** QUOTED PASSAGE follows **
- change ups
Would-have-been Labor Secretary Linda Chavez was the featured speaker last week at the annual Seidman School of Business scholarship fundraiser, which also is a focus for Women’s History Month.
Chavez recounted personal experiences to underscore how much has changed for working women. At one point in her career, Chavez said a bank refused to consider her earnings along with her husband’s to secure a mortgage (and she was, at the time, earning more than her husband). What she did not include in the too familiar tales of gender tribulations was her treatment during confirmation hearings ultimately leading to her withdrawal as George W. Bush’s nominee.
Accounting agency owner and champion defender of small business and free enterprise Paul Hense was the first to jump with a question. He wondered when the public might see unification on issues between parties, and whether a balance could be maintained. To which Chavez replied, “We all pray, very hard, every night for Sen. (Strom) Thurmond and Sen. (Jesse) Helms.”
- Hense may have needed to know: He’s been “invited” three times to testify (again) before a House/Senate joint committee hearing on taxation. The accountant hardly needs to reiterate his point that government does not, and will not ever “get it.” The hearings are set for April 3, and he said he has indicated at every invitation that he’s busy winding up tax season. “Then I found out I was going,” And so he will leave at 5:45 a.m. April 3 to testify. We are told “they” remember Hense from his previous appearances and long leadership in the Small Business Association of Michigan.
- Vern Ehlers is a soft-spoken guy, but we thought we’d provoke at least a mild note of indignation when we asked his view about a physicist’s recently announced condemnations of American middle school science texts.
** End of QUOTED PASSAGE **
◆ **TASK**
Continue the news column above about Linda Chavez, Paul Hense and Vern Ehlers from the point where it stops.
** RECORDED INFORMATION follows **
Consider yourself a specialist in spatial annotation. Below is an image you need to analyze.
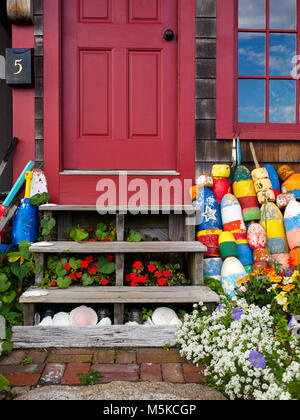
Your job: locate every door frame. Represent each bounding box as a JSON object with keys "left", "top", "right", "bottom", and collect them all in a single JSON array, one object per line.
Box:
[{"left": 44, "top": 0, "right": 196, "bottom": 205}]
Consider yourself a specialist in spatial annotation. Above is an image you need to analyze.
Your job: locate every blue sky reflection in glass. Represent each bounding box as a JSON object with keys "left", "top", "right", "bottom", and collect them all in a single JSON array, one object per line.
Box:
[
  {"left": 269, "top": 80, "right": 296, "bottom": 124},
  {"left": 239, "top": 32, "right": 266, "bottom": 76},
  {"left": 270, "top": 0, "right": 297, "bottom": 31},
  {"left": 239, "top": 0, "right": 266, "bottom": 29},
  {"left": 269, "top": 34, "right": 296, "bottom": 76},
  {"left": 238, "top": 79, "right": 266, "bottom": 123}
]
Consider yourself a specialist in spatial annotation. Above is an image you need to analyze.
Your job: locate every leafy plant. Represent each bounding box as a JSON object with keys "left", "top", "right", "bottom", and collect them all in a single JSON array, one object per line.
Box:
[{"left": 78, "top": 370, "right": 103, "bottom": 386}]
** End of RECORDED INFORMATION **
** RECORDED INFORMATION follows **
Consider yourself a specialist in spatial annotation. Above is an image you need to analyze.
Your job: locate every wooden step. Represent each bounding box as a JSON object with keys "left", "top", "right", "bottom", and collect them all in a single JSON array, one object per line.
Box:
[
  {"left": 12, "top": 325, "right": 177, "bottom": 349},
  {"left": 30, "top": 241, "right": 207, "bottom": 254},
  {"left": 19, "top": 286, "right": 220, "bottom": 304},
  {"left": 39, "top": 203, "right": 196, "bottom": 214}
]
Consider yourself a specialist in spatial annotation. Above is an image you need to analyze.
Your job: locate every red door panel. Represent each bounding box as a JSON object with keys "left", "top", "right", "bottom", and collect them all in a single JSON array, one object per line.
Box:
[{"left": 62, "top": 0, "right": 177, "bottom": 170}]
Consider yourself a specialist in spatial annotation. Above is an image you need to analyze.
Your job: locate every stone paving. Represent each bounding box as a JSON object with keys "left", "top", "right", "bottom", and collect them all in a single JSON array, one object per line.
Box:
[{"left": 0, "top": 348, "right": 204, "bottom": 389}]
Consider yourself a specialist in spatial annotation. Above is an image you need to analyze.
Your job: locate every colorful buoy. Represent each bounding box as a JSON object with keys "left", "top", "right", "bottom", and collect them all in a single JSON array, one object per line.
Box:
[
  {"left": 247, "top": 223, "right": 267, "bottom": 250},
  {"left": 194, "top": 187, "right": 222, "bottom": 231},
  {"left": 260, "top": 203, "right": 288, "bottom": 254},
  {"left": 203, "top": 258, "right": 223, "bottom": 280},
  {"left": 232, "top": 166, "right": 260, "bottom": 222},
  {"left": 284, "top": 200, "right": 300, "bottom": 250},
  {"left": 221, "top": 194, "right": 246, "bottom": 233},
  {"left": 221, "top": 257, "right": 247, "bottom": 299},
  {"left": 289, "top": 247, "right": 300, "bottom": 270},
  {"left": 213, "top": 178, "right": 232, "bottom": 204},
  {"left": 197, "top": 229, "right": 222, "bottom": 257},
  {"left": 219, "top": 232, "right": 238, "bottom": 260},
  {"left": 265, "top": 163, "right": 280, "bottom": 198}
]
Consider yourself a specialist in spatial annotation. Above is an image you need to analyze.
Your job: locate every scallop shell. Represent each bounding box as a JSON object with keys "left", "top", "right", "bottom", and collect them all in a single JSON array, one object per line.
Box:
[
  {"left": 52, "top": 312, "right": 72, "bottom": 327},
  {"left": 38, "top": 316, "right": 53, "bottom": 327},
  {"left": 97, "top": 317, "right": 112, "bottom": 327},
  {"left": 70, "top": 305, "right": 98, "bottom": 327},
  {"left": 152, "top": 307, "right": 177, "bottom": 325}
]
** End of RECORDED INFORMATION **
◆ **YOUR RESPONSE**
Ehlers didn’t raise his voice when he said he’d only read news reports about the scientist’s opinion.
But he did read the results of a seminar conducted by the American Association for the Advancement of Science concerning middle school texts.
“Their conclusion, after reviewing those science programs,” he said in his measured way, “was that all of them — every one of them — did not meet requirements, except for one developed by MSU, and that was only a partial.
“All the others failed.”
And he explained the reasons for this situation.
“Very few scientifically oriented people have any concern about middle school,” he said, “so the people writing them tend to be teachers or textbook authors. They’re people who are good at writing textbooks but they have no solid knowledge of the subject matter.”
The other factor?
All textbook publishers produce books for only three school boards.
“They’re trying to publish books that will sell in California, Texas and Florida,” Ehlers said. “They happen to be very large states, and all of them have one unified textbook for the entire state.
“So it’s a huge market. If you can produce a textbook that sells in California, you’ll make money. If it sells in Texas and Florida as well, you’ve gotten rich.”
Like most others states, he added, “Michigan is all individual school choice.” But because of the command of the California-Texas-Florida markets, Michigan selections are limited to materials produced to satisfy the three boards of education somewhere else.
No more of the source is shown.